▸ 文書の該当箇所
═══
福岡県保健福祉部薬務課はこのほど、県下の病院を対象に実施したジェネリック(GE)医薬品の採用状況などに関する実態調査結果をまとめ、公表した。8月末時点の全採用医薬品に占めるGE薬の割合は9.3%で、前年同時期の8.4%に比べ大きな変化はみられない。また、4月以降にGE薬の処方を希望する患者が増えたと回答した施設は16.6%にとどまった。
調査結果は、福岡県老人医療費対策推進協議会の検討資料として作成されたもの。今年9月上旬から1カ月間、県病院協会傘下の244病院にアンケートを郵送し、232施設(95.1%)から回答を得た。
GE薬を「採用する」とした施設は46.3%で、理由は「患者負担軽減につながる」が多かった。その一方、採用していない病院では「品質に信頼がおけない」を理由として挙げている。
採用基準としては、「安定性等の品質」を最も重視しており、次が「生物学的同等性」。採用件数の多いGE企業は、沢井製薬、日医工、共和薬品工業、大洋薬品工業、メルク製薬、東和薬品、エルメッド・エーザイの順だった。
また、DPCを「導入している」施設は8.1%、「導入を検討」は24.7%であり、これら施設の約8割は、DPC導入によって後発品の使用が増える(増えた)と捉えている。
院外処方せんについては、60.3%が院外処方せんを交付し、42.8%が今回の処方せん様式変更に「賛成」と回答した。変更可欄のチェックは「各医師の判断」が43.0%、「患者が求めた場合」が39.1%、「原則全てにチェック」が10.2%だった。
しかし、現実に変更可欄にチェックした割合をみると、今年4月から8月末までに交付した全院外処方せん(院外発行している138施設中、85施設が回答)102万4439枚の中で、「後発品変更可」欄へのチェックがなされたのは11万7498枚、11.5%に過ぎない。このうち、変更した医薬品名の情報が薬局からフィードバックされたのは1万0663件で、変更可処方せんの9%という状況であった。
GE薬に関する患者とのトラブルでは、薬剤費で価格的な割安感が少ない、効果面の不安を取り除く説明に時間がかかるなどのほか、処方されたGE薬が薬局に備蓄されていないなどの点が指摘された。
═══
自然言語による物体グラウンディングのデータ
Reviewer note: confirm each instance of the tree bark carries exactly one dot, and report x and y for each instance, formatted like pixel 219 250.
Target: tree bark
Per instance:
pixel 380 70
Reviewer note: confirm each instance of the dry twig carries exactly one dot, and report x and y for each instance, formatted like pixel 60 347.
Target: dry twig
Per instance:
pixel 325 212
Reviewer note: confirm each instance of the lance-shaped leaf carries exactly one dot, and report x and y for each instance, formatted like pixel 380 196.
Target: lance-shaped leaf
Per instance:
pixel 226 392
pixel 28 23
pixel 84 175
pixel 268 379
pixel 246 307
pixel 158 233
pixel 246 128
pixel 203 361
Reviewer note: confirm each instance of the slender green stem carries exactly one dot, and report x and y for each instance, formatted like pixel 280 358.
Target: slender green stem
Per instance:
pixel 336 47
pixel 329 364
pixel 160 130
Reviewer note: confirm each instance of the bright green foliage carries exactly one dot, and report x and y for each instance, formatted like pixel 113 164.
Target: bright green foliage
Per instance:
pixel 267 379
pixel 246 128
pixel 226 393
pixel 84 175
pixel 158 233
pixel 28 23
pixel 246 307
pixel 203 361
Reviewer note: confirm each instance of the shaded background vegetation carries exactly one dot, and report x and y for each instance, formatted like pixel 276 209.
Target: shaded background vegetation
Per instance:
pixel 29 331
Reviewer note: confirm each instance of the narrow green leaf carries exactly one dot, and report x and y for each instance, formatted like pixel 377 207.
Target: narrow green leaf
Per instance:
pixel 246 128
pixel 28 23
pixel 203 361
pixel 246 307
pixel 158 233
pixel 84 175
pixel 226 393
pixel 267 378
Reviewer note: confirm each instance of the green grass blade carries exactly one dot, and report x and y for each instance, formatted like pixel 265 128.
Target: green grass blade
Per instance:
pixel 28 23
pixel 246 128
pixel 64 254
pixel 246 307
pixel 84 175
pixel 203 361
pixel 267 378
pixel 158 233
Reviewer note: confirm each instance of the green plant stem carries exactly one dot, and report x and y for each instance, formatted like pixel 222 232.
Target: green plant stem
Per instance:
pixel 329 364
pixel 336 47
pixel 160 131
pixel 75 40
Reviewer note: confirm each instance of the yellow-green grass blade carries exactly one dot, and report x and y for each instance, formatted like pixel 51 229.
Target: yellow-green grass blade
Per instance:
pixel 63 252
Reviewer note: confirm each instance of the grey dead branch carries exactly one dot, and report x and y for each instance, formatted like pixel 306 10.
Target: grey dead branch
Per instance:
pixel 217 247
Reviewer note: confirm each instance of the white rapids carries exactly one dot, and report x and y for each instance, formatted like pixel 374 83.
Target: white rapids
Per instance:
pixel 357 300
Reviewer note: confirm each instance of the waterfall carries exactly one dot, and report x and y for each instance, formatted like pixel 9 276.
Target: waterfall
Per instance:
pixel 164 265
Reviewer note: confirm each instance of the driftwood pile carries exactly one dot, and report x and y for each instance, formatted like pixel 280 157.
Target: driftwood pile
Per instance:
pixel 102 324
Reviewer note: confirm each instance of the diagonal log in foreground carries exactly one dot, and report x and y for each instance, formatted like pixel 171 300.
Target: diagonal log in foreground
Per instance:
═══
▸ 課題の内容
上のジェネリック医薬品の調査に関する文書で、採用件数の多いGE企業として挙げられている企業名を、文書に出てくる順にすべて列挙すること。

▸ 期待される出力
沢井製薬
日医工
共和薬品工業
大洋薬品工業
メルク製薬
東和薬品
エルメッド・エーザイ